[PROVIDED DATA]
══════════
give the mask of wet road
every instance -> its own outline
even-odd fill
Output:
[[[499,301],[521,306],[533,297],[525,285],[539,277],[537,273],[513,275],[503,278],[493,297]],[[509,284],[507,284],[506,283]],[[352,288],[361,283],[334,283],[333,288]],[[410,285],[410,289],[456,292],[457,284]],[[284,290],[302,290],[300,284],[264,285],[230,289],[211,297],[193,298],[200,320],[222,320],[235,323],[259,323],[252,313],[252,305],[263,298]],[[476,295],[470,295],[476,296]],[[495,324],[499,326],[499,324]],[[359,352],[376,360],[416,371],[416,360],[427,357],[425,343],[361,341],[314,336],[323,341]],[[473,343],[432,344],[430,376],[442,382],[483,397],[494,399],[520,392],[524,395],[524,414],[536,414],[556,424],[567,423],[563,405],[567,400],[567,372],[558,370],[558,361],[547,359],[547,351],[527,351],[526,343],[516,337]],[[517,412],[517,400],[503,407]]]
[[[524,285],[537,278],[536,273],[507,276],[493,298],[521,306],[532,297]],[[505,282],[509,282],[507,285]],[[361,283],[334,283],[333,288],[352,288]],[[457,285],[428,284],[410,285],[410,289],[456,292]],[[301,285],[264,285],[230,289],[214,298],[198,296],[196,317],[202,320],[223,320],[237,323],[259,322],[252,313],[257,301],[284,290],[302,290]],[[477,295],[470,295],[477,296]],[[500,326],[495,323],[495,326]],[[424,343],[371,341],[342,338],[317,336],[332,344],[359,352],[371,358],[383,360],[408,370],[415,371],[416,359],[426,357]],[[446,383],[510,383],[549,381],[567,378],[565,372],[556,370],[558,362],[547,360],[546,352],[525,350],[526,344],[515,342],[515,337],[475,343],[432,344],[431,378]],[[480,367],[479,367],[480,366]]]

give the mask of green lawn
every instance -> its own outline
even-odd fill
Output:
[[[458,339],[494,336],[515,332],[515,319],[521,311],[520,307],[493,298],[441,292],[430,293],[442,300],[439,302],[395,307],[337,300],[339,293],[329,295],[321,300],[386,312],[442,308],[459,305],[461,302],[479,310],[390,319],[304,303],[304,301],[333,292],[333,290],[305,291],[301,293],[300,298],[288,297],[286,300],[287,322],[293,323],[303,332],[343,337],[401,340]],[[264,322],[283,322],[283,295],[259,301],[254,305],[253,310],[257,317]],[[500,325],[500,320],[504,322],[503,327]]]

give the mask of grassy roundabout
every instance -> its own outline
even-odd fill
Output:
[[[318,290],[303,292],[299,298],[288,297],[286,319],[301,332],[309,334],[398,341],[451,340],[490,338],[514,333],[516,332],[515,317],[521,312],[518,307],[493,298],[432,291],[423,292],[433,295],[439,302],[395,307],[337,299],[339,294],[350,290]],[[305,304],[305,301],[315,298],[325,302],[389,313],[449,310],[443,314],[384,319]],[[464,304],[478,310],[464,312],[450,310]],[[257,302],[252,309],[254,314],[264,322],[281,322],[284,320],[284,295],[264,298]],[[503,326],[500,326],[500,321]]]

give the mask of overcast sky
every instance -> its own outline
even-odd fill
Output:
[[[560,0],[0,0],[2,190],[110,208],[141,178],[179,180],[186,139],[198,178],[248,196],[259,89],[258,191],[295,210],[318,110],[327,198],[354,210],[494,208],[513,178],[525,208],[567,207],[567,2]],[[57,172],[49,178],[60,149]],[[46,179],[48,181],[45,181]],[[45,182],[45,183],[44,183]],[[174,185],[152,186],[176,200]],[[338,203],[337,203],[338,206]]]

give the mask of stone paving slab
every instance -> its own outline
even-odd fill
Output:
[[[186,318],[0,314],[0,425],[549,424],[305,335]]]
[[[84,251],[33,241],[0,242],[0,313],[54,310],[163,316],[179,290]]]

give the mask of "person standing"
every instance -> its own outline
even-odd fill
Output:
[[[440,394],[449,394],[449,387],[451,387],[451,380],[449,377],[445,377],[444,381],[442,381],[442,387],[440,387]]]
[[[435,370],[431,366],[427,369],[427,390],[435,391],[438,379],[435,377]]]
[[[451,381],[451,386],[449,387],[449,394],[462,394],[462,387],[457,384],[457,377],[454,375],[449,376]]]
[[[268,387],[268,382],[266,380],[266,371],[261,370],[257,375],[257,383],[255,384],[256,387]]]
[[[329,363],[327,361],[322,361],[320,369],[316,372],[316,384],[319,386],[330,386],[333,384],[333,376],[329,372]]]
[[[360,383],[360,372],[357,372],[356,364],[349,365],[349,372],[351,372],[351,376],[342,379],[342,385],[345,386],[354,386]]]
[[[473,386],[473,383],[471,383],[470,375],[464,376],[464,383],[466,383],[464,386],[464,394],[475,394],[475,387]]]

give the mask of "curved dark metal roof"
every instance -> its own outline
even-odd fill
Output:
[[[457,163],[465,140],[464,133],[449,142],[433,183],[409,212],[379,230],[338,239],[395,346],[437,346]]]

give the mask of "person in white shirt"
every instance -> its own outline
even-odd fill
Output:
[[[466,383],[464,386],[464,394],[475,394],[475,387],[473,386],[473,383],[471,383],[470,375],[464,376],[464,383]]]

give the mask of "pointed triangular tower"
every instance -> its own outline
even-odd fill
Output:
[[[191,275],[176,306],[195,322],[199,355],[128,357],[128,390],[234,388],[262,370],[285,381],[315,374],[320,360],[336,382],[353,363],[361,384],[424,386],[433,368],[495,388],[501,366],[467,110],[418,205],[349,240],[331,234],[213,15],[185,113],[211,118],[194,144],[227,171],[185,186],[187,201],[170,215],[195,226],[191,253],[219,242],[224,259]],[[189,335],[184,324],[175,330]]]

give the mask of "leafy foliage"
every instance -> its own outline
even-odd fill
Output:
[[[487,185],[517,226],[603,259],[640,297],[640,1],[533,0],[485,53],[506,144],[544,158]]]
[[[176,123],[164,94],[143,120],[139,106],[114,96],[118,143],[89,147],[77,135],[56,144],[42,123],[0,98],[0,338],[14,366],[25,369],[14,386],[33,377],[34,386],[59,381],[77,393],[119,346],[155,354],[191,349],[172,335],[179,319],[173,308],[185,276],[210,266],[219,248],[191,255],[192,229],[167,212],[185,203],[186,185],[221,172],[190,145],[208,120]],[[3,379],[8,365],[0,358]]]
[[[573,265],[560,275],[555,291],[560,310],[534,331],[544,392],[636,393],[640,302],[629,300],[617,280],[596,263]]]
══════════
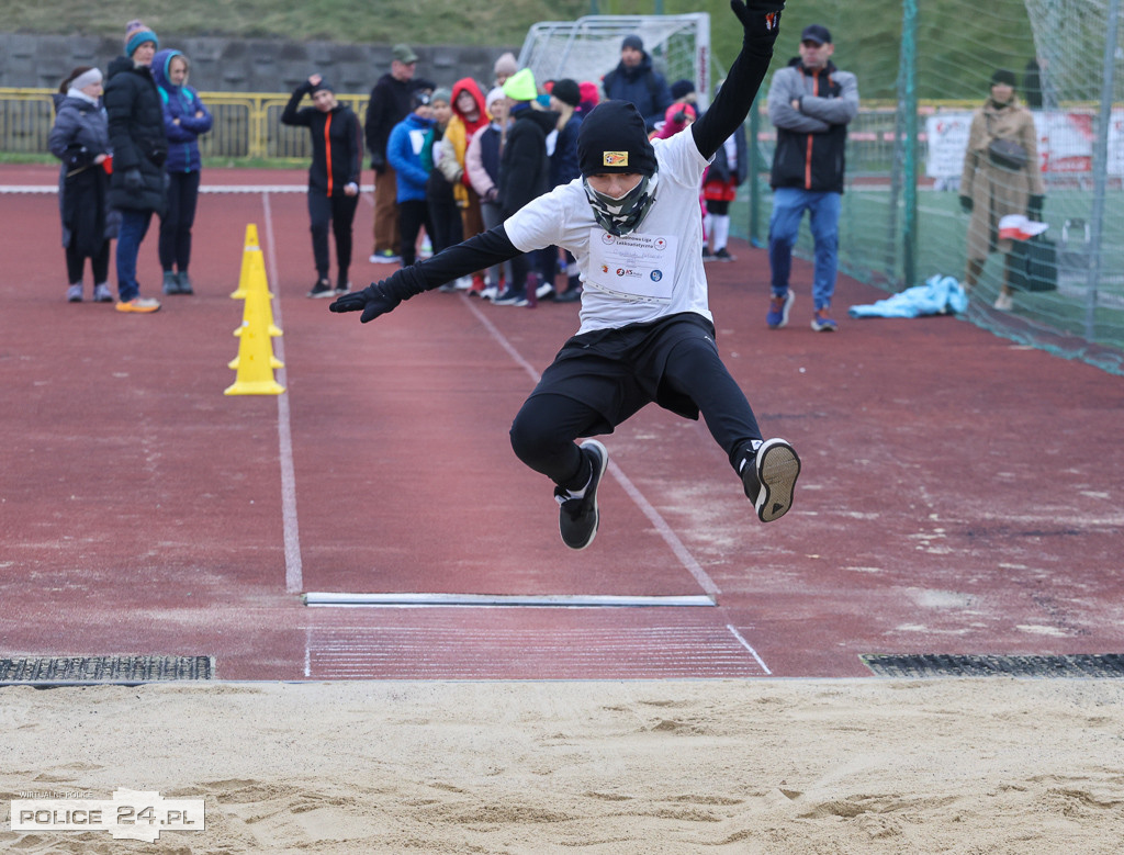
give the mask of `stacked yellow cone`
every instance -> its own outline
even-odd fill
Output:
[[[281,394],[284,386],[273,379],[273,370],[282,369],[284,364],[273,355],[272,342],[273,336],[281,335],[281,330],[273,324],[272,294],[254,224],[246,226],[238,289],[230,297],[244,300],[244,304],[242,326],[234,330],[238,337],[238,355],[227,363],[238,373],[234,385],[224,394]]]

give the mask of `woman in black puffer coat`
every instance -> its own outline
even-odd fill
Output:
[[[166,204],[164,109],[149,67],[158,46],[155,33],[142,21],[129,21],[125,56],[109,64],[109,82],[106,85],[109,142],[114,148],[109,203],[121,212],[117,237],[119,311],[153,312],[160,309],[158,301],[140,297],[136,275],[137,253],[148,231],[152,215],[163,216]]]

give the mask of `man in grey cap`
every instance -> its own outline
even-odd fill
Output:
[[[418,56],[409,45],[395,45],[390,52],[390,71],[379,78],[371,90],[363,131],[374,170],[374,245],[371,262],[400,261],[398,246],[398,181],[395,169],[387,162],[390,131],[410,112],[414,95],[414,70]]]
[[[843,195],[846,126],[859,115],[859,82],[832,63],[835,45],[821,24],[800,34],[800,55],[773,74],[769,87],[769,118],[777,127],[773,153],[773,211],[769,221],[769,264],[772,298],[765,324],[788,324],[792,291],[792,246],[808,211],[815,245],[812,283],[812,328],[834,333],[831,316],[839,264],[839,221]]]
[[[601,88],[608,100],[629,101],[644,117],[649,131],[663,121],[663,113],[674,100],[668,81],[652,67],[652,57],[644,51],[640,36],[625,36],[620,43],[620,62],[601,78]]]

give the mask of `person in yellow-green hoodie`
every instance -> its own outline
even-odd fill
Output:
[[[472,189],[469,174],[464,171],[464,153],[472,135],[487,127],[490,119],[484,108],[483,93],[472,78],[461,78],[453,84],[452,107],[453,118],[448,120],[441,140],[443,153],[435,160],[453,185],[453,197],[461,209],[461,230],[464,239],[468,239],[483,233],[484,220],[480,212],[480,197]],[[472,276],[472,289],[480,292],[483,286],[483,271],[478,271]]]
══════════
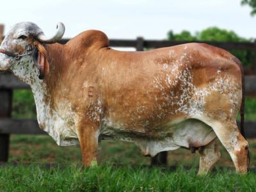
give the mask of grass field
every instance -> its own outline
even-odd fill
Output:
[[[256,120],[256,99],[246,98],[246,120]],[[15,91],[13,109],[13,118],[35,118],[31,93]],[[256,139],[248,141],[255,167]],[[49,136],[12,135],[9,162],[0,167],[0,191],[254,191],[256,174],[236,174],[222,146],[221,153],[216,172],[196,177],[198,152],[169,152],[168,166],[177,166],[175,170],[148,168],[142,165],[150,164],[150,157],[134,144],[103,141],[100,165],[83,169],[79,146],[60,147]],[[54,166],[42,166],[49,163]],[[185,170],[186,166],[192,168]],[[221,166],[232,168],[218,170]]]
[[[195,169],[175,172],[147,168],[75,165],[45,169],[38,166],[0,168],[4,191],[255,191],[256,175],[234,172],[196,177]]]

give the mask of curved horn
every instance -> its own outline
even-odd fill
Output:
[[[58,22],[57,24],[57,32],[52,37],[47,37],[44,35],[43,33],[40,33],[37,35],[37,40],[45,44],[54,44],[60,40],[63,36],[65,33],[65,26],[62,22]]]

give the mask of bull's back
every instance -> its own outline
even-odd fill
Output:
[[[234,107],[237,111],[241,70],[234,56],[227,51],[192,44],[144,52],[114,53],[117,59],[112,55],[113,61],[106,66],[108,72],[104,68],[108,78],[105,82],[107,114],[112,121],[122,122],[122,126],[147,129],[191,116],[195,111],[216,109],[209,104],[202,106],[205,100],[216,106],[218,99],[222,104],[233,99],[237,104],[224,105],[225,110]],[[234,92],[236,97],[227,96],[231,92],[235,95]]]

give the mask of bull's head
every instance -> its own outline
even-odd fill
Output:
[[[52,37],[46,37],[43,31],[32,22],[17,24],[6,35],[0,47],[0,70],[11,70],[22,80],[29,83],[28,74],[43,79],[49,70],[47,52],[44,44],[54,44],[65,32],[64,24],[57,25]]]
══════════
[WORK TO DO] Collect every line in the rows above that contains the word "person".

[COMPLETED TASK]
give the mask of "person standing"
give the mask of "person in white shirt"
give the mask of `person in yellow-green hoodie`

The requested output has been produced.